* [Description of the task]: Copy out the Carnegie Calendar project write-up below word for word, from its title through its last sentence.

Carnegie Calendar

All-encompassing, auto-updating events calendar for everything going on at uni

Timespan: August - January 2019

Published: 2020-06-18


Here's the site, and here's the GitHub.


Why I made it

This site was a personal project attempted in freshman year by me and some overzealous friends. I had some trouble figuring out when/where student orgs were meeting because there was no central location to post all that stuff (and often nobody in the club cared enough to post their events somewhere else), so I wanted to make a searchable site that could collect all that automatically.

During a hackathon in 2nd semester, we entered with the plan to make this site, since one didn't already exist. We tried to run regex and NLP on the school sites in order to retrieve all the events going on around the school, following every link on the site in the hopes it would redirect to another school site. In the process, we found the branching factor of each school website was about 43, learned how to make websites using Django, and that we suck at demoing after not sleeping for a whole night.

I later realized many of the websites already had embedded Google Calendars with URLs and everything that I could just download directly. I spent a frenzied three hours collecting every calendar link manually, then wrote a Python script to manually poll all of them and filter the events. No events without a location and time, no events with no description, and no events before the current moment. Timezones are also wacky in .ics files. I learned a lot about the standard.

* [Supplied material]:
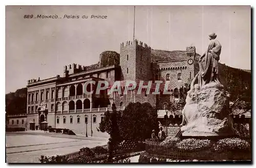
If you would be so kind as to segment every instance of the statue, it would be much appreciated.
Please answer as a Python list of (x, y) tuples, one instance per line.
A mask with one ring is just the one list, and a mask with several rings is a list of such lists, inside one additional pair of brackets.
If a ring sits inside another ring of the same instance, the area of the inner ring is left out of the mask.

* [Solved problem]:
Carnegie Calendar

All-encompassing, auto-updating events calendar for everything going on at uni

Timespan: August - January 2019

Published: 2020-06-18


Here's the site, and here's the GitHub.


Why I made it

This site was a personal project attempted in freshman year by me and some overzealous friends. I had some trouble figuring out when/where student orgs were meeting because there was no central location to post all that stuff (and often nobody in the club cared enough to post their events somewhere else), so I wanted to make a searchable site that could collect all that automatically.

During a hackathon in 2nd semester, we entered with the plan to make this site, since one didn't already exist. We tried to run regex and NLP on the school sites in order to retrieve all the events going on around the school, following every link on the site in the hopes it would redirect to another school site. In the process, we found the branching factor of each school website was about 43, learned how to make websites using Django, and that we suck at demoing after not sleeping for a whole night.

I later realized many of the websites already had embedded Google Calendars with URLs and everything that I could just download directly. I spent a frenzied three hours collecting every calendar link manually, then wrote a Python script to manually poll all of them and filter the events. No events without a location and time, no events with no description, and no events before the current moment. Timezones are also wacky in .ics files. I learned a lot about the standard.